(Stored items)
* * * * *

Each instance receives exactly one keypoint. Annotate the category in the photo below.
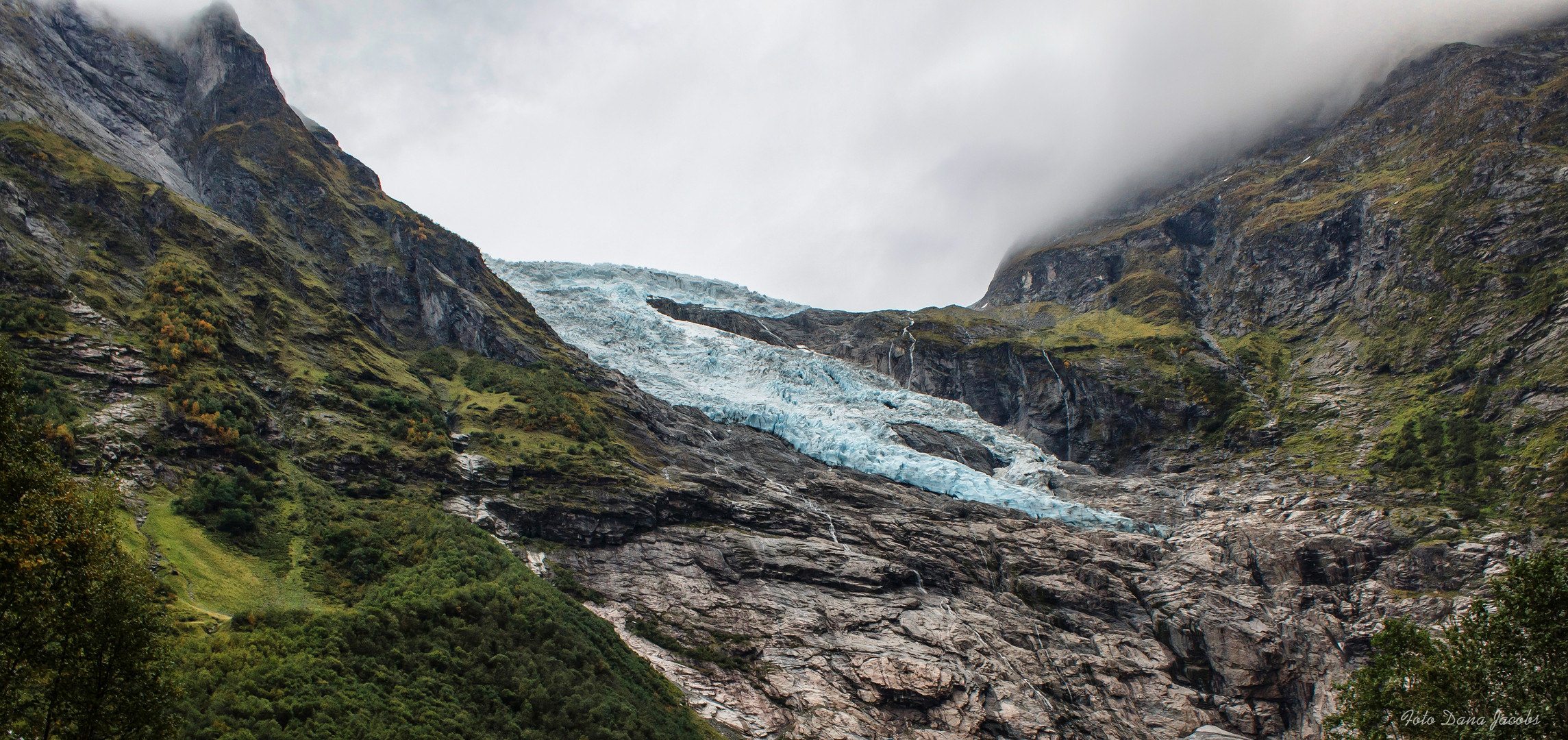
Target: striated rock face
(982, 361)
(204, 118)
(793, 600)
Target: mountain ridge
(297, 380)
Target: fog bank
(849, 156)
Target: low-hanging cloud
(843, 154)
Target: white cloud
(843, 154)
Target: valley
(1170, 472)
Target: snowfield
(830, 410)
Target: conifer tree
(82, 639)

* * * * *

(Required task) Recast each line of the material above as one string in a JSON list, skipping blank lines and leaving out the pictures.

(Answer to the problem)
[
  "Each instance receives exactly one keypoint. Annotate the category in the photo below.",
  "Target: striated rock face",
  "(982, 361)",
  "(204, 118)",
  "(793, 600)",
  "Target: mountain ridge",
  "(297, 380)",
  "Target: fog bank",
  "(849, 156)",
  "Target: low-hanging cloud",
  "(843, 154)",
  "Target: white cloud",
  "(843, 154)",
  "Target: valley",
  "(1170, 472)",
  "Target: snowfield",
  "(830, 410)",
  "Target: conifer tree",
  "(82, 639)"
]